Нудно… томительно…
Вчера я все ходила и думала – правда ли, что я так люблю его?
Не самовнушение ли это?
Не есть ли это только позыв к любви… и за неимением.
Нет, сейчас вижу, что нет, даже рука не повинуется писать дальше…
Я много раз гадала на ромашке, и каждый раз выходит «нет».
Почему-то твердо верю в это гадание…
Прошлое лето я часто задумывала, примут ли меня, и все выходило «да». Я всякий раз только горько усмехалась на это… Ну и теперь уже верю.
Нет – да и мне кажется, что это не будет – никогда…
Стоит только поставить мысленно себя рядом с ним… Ведь это безумие, нелепость мечтать о… (стыдно даже написать) любви Василия Ивановича Качалова. Ведь это уже прямо какое-то нахальство, самомнение, недомыслие, наконец!!
Сочетание – я и Василий Иванович… (??!)
Боже мой! как я должна смеяться над собой!!
[29 июня 1906 г.]Петров день.
Через месяц – Москва!
Боже мой, как летит время!!
Нет, что-то все-таки тяготеет надо мною!!!
Меня зло берет на себя! Какое-то глупое отчаяние охватывает! Хочется что-то разломать, что-то выкинуть!
Или я не умею жить, не умею приспособляться, или…
Не знаю, не могу разобраться.
30 [июня 1906 г.]. ПятницаЕздила сегодня в Москву. Вид папы произвел какое-то особенно удручающее впечатление: весь ослабевший, опустившийся, с осунувшимся лицом. Что-то ужасное… Руки не двигаются… Боже мой, что дальше, как жить?! И мама хворает все время… А тут это учение… Господи, какое счастье, что я буду хоть немного иметь своих денег!
Теперь… – задумали справлять серебряную свадьбу… А в кармане ни грошика, и дел никаких: и от этого еще горше, еще тяжелее144… Бедные, хорошие мои старички!.. Как я люблю вас и как жалею! С каким бы восторгом я отдала вам последнее все, чтобы устроить этот день торжественнее, – и нет ничего…
Как мне обидно за вас, мои честные, хорошие труженики!
Вечные, истинные труженики!
1 [июля 1906 г.]. СубботаУжасно хочется повидать Ивана Михайловича [Москвина].
Сегодня опять прошла нарочно мимо их дачи… Сердце стучит, шаги неровные!.. – и все напрасно: не видала ни души…
Домик стоит такой хорошенький, приветливый, ласковый… Сад изумительный – с огромной массой цветов…
И так все чистенько, такой уют, тепло, такие мягкие, ласкающие тона. Живо представляется здесь добродушная фигура Ивана Михайловича, с его ясным, светлым лицом – [строка вымарана]. И Любовь Васильевна – милая, любящая, а теперь, наверное, вечно копошащаяся с сынишкой145…
Да, и вот уютная, тихая семейная атмосфера…
А счастлив ли Иван Михайлович???
2 [июля 1906 г.]Сегодня был спектакль на кругу и танцы. Играли – невозможно… вне критики и разговоров… В антракте зажаривал оркестр балалаечников; после спектакля устроили танцы – под рояль.

Записи разметки местоположения на изображениях

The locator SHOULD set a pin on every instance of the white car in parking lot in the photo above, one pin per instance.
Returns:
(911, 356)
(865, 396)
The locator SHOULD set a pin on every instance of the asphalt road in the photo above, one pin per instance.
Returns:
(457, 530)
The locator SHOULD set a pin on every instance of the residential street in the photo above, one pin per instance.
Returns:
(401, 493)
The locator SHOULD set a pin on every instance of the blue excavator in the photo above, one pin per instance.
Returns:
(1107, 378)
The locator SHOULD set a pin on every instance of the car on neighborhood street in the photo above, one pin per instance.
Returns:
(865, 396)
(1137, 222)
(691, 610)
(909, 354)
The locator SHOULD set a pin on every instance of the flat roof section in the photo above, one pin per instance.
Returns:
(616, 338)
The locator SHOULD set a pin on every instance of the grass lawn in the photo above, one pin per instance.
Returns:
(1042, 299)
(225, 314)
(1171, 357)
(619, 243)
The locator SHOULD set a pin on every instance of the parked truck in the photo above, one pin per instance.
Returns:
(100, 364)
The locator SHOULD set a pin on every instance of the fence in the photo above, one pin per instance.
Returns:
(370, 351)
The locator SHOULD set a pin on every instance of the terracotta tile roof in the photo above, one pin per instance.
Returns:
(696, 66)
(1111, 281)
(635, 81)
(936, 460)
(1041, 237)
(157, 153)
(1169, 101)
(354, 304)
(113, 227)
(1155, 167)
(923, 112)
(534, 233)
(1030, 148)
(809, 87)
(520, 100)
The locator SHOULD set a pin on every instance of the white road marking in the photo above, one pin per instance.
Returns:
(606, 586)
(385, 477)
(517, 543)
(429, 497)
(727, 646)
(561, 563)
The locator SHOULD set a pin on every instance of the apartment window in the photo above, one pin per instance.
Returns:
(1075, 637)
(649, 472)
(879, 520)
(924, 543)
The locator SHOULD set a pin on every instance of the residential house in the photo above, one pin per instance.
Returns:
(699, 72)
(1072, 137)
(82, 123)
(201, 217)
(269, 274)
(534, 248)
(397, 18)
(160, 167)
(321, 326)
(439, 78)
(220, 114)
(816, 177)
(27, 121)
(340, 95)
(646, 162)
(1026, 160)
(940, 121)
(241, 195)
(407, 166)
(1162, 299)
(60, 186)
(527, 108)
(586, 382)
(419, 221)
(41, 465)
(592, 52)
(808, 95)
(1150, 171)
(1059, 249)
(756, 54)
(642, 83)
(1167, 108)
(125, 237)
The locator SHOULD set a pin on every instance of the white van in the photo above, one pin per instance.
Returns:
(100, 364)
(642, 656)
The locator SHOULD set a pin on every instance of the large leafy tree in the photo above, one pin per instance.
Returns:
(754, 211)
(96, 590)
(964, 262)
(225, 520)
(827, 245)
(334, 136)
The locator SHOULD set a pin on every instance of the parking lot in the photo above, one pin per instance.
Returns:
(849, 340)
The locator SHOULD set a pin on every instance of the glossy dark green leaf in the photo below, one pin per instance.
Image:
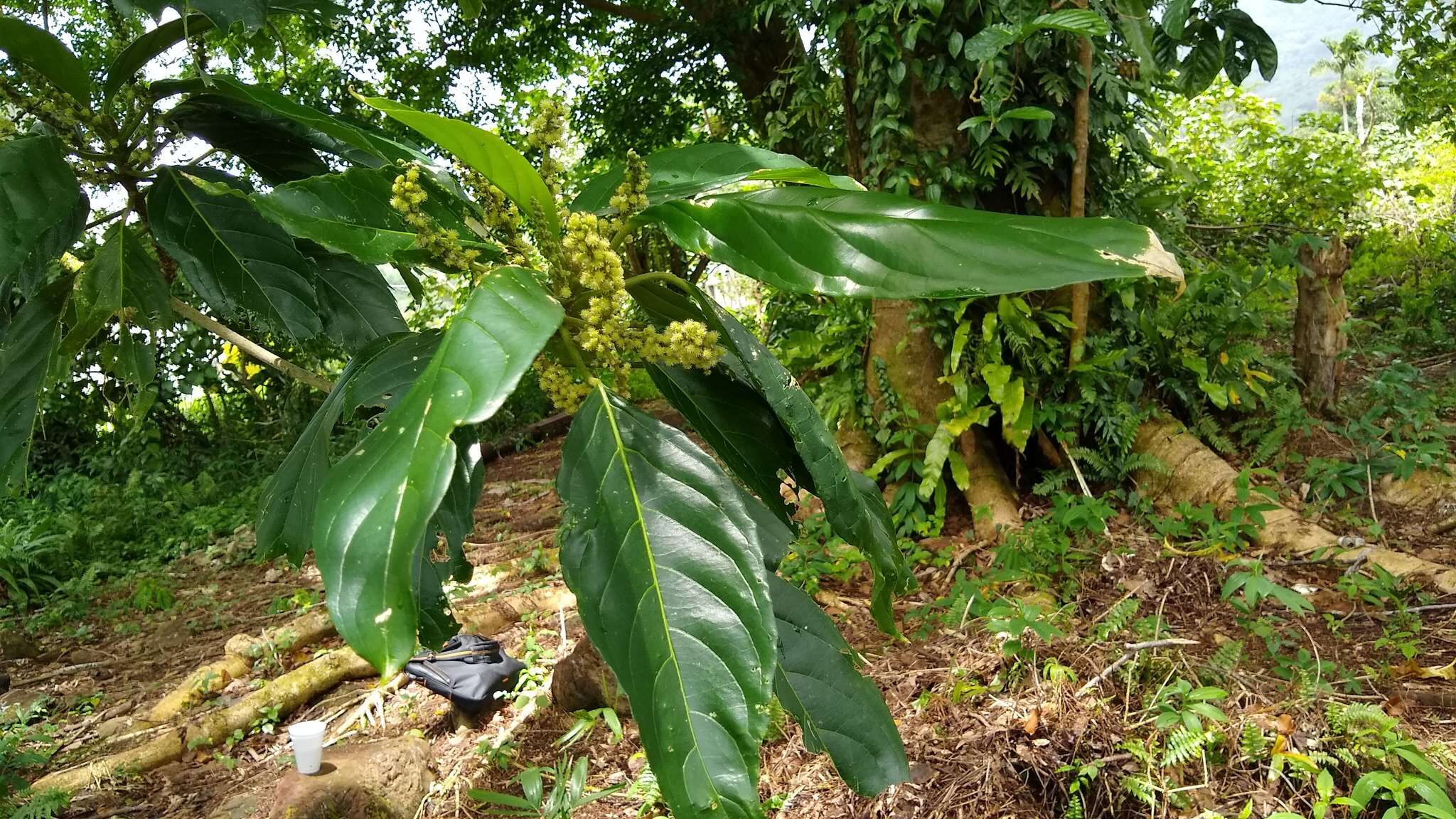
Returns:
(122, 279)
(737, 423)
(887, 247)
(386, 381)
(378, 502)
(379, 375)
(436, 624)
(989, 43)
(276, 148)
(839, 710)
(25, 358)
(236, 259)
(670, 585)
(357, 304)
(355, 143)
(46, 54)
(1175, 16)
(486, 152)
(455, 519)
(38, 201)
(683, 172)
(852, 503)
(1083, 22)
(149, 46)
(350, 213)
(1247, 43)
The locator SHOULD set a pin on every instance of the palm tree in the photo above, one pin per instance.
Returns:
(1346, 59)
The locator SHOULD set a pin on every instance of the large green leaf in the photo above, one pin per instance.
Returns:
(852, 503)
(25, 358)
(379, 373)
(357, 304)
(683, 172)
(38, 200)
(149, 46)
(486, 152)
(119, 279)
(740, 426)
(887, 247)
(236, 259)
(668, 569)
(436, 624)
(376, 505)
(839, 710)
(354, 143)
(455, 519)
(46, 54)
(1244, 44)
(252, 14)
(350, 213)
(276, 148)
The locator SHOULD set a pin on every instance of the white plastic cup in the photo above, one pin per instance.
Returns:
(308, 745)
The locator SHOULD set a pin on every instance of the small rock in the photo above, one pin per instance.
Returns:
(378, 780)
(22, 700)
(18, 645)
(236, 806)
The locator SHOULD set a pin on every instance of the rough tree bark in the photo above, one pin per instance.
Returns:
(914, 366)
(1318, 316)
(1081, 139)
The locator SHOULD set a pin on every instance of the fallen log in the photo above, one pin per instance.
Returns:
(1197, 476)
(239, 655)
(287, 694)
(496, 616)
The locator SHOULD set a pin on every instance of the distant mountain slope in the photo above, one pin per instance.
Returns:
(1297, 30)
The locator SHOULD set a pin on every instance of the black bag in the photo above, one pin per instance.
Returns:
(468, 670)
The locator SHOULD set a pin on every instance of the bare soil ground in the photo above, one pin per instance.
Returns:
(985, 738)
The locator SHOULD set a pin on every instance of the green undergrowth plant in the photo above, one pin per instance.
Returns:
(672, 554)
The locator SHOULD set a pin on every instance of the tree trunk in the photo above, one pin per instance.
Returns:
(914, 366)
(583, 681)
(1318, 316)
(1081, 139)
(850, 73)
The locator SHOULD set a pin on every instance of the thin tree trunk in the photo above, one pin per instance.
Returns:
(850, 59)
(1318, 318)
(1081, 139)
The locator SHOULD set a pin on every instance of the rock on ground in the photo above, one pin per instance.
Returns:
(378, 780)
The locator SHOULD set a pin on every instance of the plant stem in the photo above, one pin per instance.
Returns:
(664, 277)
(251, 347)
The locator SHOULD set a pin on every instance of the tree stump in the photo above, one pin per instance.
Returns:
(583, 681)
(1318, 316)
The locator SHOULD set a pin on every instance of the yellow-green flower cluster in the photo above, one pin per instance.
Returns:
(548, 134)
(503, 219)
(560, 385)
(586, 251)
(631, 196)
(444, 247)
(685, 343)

Рабочие задания:
1. Оформите как таблицу Markdown с колонками «№» и «Строка» строки записей между строкой, содержащей «of the asphalt», и строкой, содержащей «(1107, 378)», включительно. Пустые строки не включайте.
2. Пожалуйста, подхватите дневник и напишите его продолжение, начиная сразу после последней приведенной фразы.
Дневник и записи никак не связаны друг с другом.

Список ответов:
1.
| № | Строка |
|---|---|
| 1 | The locator SHOULD set a pin on every instance of the asphalt road in the photo above, one pin per instance. |
| 2 | Returns: |
| 3 | (457, 530) |
| 4 | The locator SHOULD set a pin on every instance of the residential street in the photo above, one pin per instance. |
| 5 | Returns: |
| 6 | (401, 493) |
| 7 | The locator SHOULD set a pin on every instance of the blue excavator in the photo above, one pin per instance. |
| 8 | Returns: |
| 9 | (1107, 378) |

2.
На самый круг я не ходила: стояли с Жанной [Коонен] за решеткой. А там, перед самым нашим носом, сновали взад и вперед, бегали, плясали…
Страшно хочется спать – глаза слипаются, – оставляю продолжение на завтра.
4 [июля 1906 г.]Вчера были у нас тетя [Милеина] и дядя Вася. Мы с дядей Васей отправились гулять. Вечером, когда пошли к речке, встретили Ивана Михайловича [Москвина]. Он шел, по-видимому, с купанья, под руку с Любовью Васильевной [Гельцер]. Я не сразу узнала его. Было темно… и только когда он прошел, я догадалась, что это [Иван Михайлович. – зачеркнуто] Москвин. Он тоже узнал меня, очевидно, потому что живо обернулся и долго смотрел мне вслед. Меня и обрадовала эта встреча и взбудоражила.
5 [июля 1906 г.]. СредаЕздила в Москву.
Приехали поздно – страшно устала и тянет в постель, но хочу воздержаться. Посидеть подольше. Теперь без 10 минут 12. Досижу хоть до часу, а там и залягу. И писать села только затем, чтобы время убить, потому что, в сущности, нового ничего – ни внутри, ни вне меня… Впрочем, что-то вкралось – довольно часто лезут в голову воспоминания о былом, и главным образом о Грее… Отчего это – не знаю… Прошлое…
Как странно, у меня уже есть свое – прошлое… Сложное, запутанное, интересное, пожалуй, – с точки зрения психологической, но в общем, нудное, скушное, тоскливое…
(Сейчас написала «скушное» – Василий Иванович изумительно отчетливо произносит эту букву – ш – скушное…)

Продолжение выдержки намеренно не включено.